*** Text segment ***

1102 group definition
1102 group cumulative bins
1102 group lethargy widths
1102 group energy widths

Energy-dependent self shielding

FISPACT-II employs probability tables generated by CALENDF-2010 to offer material and dilution specific reaction rates. Probability tables are provided for macro-partial cross sections including elastic scattering, absorption, fission, inelastic scattering and neutron production (excluding fission). An infinite dilution cross section is calculated based on the raw spectrum and cross sections, which may be expanded in Gauss quadratures:

$$\sigma(x,d=\infty) = \frac{1}{E_{max}-E_{min}}\int_{E_{min}}^{E_{max}} \sigma(E)\, dE = \sum_{n=1}^N P(x,n) \sigma(x,n). $$

The cross sections $\sigma$ and probability tables $P$ are dependent upon the parent nuclide $p$, energy group $g$, macro-partial index $x$ and quadrature index $n$. When a nuclide is a constituent of a homogeneous mixture, the effective cross sections in the resonance regions are reduced and can be parameterised using the dilution:

$$\sigma(x,d) =\frac{\sum_{n=1}^N P(x,n) \sigma(x,n)/(\sigma_{t}(n)+d)}
{\sum_{n=1}^N P(x,n) /(\sigma_{t}(n)+d)} . $$

Dilutions are calculated based on the material composition and an iterative algorithm using the library cross section values. These dilutions are used to recalculate the cross sections for each macro-partial. Two different approaches which are available through the PROBTABLE keyword, are to scale the reaction rates base don the total cross section or macro-partials, which also initiates different dilution algorithms. For more details see Appendix A.4.3 of the user manual.

*** End of Text segment ***
*** Entries provided ***

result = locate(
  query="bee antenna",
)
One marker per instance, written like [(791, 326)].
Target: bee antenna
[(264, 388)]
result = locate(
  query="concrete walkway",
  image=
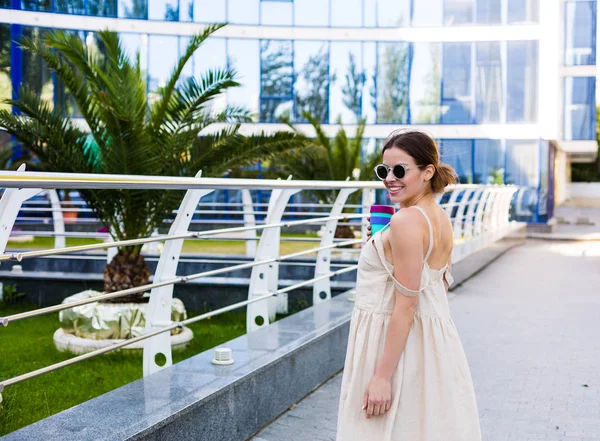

*** End of Entries provided ***

## Tasks to carry out
[a] Based on the self-shielding text, answer yes or no for each statement and quote the exact words from that text that decide it: (i) The probability tables are generated by CALENDF-2010. (ii) The probability table for neutron production includes fission. (iii) Dilutions are computed from the material composition with an iterative algorithm.
[b] Carry on the self-shielding text from its final sentence.
The rows are from a different source than the self-shielding text.

## Responses to the exercise
[a]
(i) Yes: "FISPACT-II employs probability tables generated by CALENDF-2010"
(ii) No: "neutron production (excluding fission)"
(iii) Yes: "Dilutions are calculated based on the material composition and an iterative algorithm using the library cross section values"

[b]
The self-shielding factors are applied through the use of either SSFFUEL (which uses isotopic definitions just as the FUEL keyword) or SSFMASS (which employs natural elements by mass %). Specific dilution values may be overwritten by hand using the SSFDILUTION keyword. More details on the use of these functionalities can be found in the inputs section of the manual.

The self-shielding factors can be recalculated for each stage of the evolution of the nuclide inventory, shifting for example as the fuel composition of a fission reactor evolves over dozens of GWd/THM with plutonium, minor actinide and fission product build-up.

Spatial/geometry self shielding

Spatial self-shielding deals with the fact that neutron flux and local spectra can be significantly changed over short distances. In cases with strong resonances, the change in the particle spectrum over short distances can be very large in the region around the resonance. FISPACT-II is a point solution code which does not directly consider the geometry of a simulated scenario, but several robust systematics exist for the treatment of geometry effects such as point-source doses and spatial self shielding. The keyword SSFGEOMETRY allows the user to employ the universal sigmoid curve model which has been demonstrated for foils, wires, spheres and cylinders to give good agreement for spatial self shielding effects. These consider one resonance in a pure target, using a universal dimensionless parameter,

$$ z = \Sigma_{tot}(E_{res}) L_{eff} \sqrt{\frac{\Gamma_\gamma}{\Gamma}}, $$


Universal curve of the resonance self shielding factors against $z$ showing values for wires, foils and sphere geometries. Taken from E. Martinho et al.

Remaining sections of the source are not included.